→ How to complete this task:
Reproduce word for word the line that contains "the foot, writing" and each line that follows it, stopping after the final line of the material.

(Working data Opens)

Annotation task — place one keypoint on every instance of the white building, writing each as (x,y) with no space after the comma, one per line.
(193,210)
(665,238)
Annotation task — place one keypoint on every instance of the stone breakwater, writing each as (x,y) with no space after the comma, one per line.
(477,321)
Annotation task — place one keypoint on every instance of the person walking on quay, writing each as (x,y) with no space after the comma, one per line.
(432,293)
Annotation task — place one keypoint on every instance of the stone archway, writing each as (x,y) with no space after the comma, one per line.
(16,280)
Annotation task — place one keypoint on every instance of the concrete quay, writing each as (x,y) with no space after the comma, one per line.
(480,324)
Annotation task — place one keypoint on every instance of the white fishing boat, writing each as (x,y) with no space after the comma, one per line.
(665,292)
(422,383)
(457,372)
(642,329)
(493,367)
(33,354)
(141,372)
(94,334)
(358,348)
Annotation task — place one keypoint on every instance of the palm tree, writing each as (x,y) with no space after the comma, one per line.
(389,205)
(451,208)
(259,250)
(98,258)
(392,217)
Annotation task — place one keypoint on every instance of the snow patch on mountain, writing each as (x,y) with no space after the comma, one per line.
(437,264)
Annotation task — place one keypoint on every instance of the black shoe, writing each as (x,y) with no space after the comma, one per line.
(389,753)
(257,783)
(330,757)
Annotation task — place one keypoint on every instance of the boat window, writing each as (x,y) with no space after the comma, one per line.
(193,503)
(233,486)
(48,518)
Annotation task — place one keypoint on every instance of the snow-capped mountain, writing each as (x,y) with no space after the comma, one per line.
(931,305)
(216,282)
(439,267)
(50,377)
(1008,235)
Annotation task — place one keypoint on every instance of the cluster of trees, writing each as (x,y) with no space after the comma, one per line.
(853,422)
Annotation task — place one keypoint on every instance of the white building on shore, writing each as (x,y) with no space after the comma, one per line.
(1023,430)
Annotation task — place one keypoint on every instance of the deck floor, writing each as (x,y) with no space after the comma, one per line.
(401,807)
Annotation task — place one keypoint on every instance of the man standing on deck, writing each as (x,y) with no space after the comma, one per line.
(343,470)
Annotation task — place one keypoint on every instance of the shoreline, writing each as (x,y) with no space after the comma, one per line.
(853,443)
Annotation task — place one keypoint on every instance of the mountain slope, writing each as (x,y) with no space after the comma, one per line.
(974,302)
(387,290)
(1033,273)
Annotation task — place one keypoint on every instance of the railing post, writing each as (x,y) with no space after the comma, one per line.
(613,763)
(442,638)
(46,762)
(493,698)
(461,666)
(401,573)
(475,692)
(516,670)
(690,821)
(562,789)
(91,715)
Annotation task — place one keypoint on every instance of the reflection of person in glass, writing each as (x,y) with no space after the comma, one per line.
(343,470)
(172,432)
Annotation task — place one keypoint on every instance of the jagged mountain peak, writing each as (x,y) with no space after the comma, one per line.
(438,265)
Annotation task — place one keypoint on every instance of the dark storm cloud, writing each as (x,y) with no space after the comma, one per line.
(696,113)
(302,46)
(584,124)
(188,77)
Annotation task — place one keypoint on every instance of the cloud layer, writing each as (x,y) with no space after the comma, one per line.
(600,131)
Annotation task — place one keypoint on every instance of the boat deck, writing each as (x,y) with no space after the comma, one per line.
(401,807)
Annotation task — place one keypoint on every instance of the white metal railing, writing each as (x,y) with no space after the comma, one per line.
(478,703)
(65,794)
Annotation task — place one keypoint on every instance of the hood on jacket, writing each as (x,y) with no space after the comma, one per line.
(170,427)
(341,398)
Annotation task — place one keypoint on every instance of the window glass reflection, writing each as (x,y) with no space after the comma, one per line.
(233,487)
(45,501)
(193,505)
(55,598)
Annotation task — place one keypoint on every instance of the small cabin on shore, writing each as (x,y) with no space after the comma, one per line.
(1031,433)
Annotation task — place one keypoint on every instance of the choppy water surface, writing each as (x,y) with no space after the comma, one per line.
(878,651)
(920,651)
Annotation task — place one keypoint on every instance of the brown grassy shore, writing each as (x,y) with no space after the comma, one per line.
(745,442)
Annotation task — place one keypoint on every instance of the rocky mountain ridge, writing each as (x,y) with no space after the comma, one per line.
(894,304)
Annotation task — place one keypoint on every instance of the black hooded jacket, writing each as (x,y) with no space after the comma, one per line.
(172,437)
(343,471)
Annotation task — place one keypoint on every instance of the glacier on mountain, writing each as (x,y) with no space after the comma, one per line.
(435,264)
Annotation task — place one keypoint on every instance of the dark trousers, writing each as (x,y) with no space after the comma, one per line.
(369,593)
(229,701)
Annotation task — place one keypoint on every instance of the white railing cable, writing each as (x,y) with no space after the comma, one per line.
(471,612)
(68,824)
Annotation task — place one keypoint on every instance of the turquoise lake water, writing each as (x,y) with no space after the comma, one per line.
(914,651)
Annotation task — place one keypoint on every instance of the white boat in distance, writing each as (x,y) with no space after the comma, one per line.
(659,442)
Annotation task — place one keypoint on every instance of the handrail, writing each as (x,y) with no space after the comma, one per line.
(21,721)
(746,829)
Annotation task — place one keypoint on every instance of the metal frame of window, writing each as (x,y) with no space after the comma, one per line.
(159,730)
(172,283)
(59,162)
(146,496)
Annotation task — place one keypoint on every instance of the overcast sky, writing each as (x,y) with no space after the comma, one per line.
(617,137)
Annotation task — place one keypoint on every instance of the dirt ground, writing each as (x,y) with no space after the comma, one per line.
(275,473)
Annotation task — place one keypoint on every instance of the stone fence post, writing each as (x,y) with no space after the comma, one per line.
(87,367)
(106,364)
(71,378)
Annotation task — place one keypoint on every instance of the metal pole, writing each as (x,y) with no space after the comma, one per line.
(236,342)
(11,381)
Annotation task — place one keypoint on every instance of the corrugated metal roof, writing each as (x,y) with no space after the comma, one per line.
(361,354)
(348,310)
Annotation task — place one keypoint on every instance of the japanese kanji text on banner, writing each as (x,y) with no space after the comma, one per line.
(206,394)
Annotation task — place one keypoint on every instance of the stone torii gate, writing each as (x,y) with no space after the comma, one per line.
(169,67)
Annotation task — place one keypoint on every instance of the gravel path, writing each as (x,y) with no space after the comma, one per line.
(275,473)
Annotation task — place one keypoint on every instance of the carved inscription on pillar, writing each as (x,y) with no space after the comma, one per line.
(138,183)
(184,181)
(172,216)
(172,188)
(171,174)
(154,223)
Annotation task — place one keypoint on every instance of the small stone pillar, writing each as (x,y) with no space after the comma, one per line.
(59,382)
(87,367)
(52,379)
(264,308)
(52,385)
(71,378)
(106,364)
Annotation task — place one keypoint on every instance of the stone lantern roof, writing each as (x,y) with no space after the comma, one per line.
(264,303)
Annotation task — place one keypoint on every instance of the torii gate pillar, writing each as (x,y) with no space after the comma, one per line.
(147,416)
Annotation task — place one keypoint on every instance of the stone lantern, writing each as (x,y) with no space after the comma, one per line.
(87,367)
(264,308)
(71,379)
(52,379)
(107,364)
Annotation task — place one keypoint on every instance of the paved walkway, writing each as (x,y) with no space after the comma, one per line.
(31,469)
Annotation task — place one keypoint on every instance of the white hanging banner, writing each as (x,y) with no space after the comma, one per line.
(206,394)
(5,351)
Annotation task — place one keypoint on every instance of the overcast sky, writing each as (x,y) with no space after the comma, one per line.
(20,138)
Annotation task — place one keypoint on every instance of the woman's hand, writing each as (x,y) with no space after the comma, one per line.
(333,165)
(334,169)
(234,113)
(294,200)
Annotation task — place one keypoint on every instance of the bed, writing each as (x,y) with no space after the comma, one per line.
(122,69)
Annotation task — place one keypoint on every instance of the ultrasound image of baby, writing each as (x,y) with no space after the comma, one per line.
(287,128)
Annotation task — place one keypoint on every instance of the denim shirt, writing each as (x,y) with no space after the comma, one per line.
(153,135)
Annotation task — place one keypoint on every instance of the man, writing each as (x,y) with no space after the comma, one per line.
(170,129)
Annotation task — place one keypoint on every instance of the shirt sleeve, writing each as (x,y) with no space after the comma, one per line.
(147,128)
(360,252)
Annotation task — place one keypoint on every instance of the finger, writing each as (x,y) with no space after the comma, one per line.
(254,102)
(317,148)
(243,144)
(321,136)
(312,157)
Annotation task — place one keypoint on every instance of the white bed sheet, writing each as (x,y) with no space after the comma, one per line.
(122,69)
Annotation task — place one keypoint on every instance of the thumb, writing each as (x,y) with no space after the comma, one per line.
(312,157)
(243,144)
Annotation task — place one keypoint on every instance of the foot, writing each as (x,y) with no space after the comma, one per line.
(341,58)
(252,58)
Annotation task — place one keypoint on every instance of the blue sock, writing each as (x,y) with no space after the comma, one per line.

(Working data Closes)

→ Response to the task:
Annotation task — place one keypoint on every instance of the foot, writing each as (x,y) with no space after the comma, one per line.
(341,58)
(252,58)
Annotation task — place one keypoint on every instance of the blue sock, writing each as (x,y) with no space after the comma, one per line.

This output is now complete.